> _EXCERPTED PASSAGE_

____

The link to the problem: https://leetcode.com/problems/binary-tree-pruning/
We are given the head node root of a binary tree, where additionally every node's value is either a 0 or a 1.
Return the same tree where every subtree (of the given tree) not containing a 1 has been removed.
(Recall that the subtree of a node X is X, plus every node that is a descendant of X.)
Example 1:
Input: [1,null,0,0,1]
Output: [1,null,0,null,1]
Explanation:
Only the red nodes satisfy the property "every subtree not containing a 1".
The diagram on the right represents the answer.
Thoughts:
Not a hard problem, but I just want to share the process of how I think up with this solution.
Basically, we are asked to remove all the “useless nodes”. Useless nodes will be the node that doesn’t contain any 1s either itself or in its child nodes, grandchild nodes, and etc.
When we traverse from top to bottom, it is hard to just immediately know we spot a useless node. We can only know the node might be useless if its value is not 1. We still need to traverse all the child nodes of the current node to make sure whether we should keep it or not.
Hence, it is better we traverse from bottom to top. Once we find a useless node, it means its parent node might in danger, i.e., its parent node might also be a useless node if the value of the parent node is 0 AND the parent node has another useless node. VICE VERSA —If we know a node is not a useless node, it means its parent node and grandparent nodes are safe! It’s just like the butterfly effect — whether a node is useless will affect all its parent nodes.
➡️Hence, the easiest way to solve this problem is using recursion so that we can check the leaf node first, and return null if we want to abandon the useless nodes.
Code Logic:
Since we are going to do the recursion, we need to decide our base case:
- If the input node is null, then we can simply return null.
- If the input node is a leaf node, then we can decide whether the current node is a useless node depends on its value. If its value is 0, then we are going to return null and pretend it doesn’t exist.
Ok, so let’s think about what are we going to do when the input node is not null or a leaf node.
Since we need to know whether the current node is useless depends on its two child nodes, we need to first check the status of them before deciding the status of the current node.
After checking the status of its two child nodes, we now need to check again if the current node contains 2 useless nodes. (i.e., see if the current node becomes leaf node since we ignore both its child nodes) Actually, this checking action is exactly the same as one of our base case. To make the whole code more simple and clean, we can actually move our “second base case” to here.
If the current node is not useless, then we just return the current node since we have also done pruning all its child nodes.
Below is the 0ms code that beats 100% —
public TreeNode pruneTree(TreeNode root) {
if(root==null)
return null;
root.left = pruneTree(root.left);
root.right = pruneTree(root.right);
if(root.left==null && root.right==null)//if leaf node
return root.val==0?null:root;
return root;
}

____

> _PROBLEM A_
In the binary tree pruning write-up, what values can each node in the tree have?

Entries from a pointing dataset
____

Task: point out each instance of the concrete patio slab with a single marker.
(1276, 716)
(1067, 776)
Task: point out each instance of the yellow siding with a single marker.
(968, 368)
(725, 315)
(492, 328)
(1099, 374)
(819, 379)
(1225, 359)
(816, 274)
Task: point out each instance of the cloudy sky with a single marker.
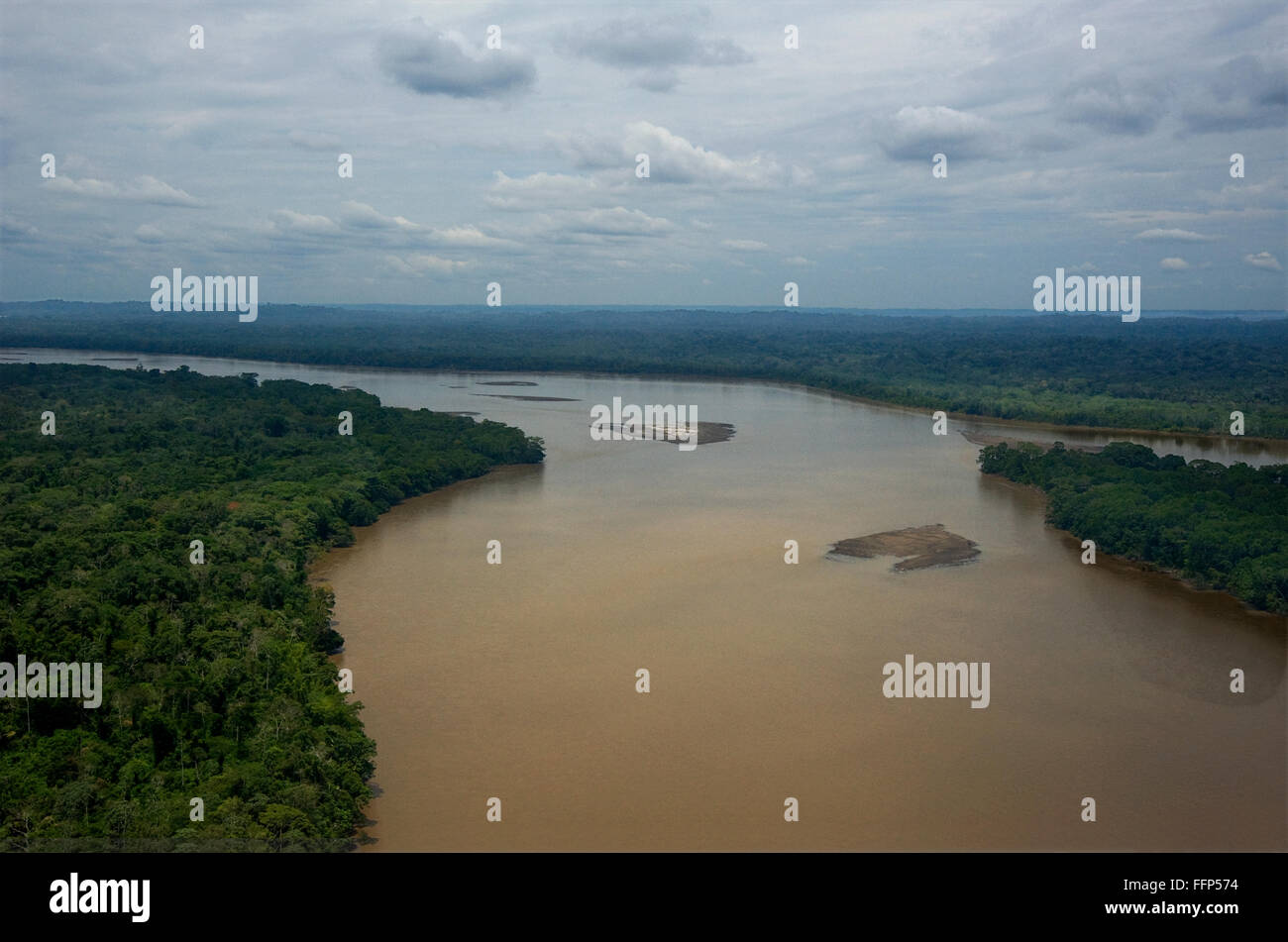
(767, 164)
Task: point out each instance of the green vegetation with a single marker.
(1223, 527)
(217, 680)
(1167, 373)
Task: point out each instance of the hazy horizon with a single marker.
(518, 163)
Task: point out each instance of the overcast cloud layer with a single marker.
(518, 164)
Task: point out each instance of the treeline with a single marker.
(1179, 373)
(1225, 528)
(217, 680)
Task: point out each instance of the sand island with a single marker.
(921, 547)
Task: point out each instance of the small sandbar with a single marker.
(527, 399)
(983, 439)
(708, 433)
(921, 547)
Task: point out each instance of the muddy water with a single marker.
(518, 680)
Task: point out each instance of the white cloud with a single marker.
(1263, 261)
(423, 263)
(1171, 236)
(288, 220)
(143, 189)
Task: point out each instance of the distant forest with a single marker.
(215, 671)
(1224, 528)
(1177, 373)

____

> _PROBLEM B_
In the listing, swap "single marker" for "single dot" in the lines running from the one that contains "Task: point out each instance of the green" through the end of the listing, inclusive. Return only those lines, with everything else left unchanged.

> _EXERCISE ANSWER A_
Each node's value is either 0 or 1.

> _EXERCISE ANSWER B_
Task: point out each instance of the green vegetation with a single dot.
(1223, 527)
(217, 680)
(1167, 373)
Task: point out each instance of the hazy horizon with a single dot.
(518, 163)
Task: point out each instance of the overcast cloud layer with a single dot.
(518, 164)
Task: point out each instance of the treeline with a single dot.
(1179, 373)
(1225, 528)
(217, 680)
Task: point out each instance of the sand island with a single dot.
(921, 547)
Task: point out each instance of the small sandbar with a single dot.
(527, 399)
(983, 439)
(708, 433)
(921, 547)
Task: point out each instance of the muddy water with a single dot.
(518, 680)
Task: point out each instance of the white cloud with a single dot.
(1263, 261)
(423, 263)
(1171, 236)
(288, 220)
(143, 189)
Task: point out each instance of the distant forest with a single dot.
(215, 671)
(1224, 528)
(1177, 373)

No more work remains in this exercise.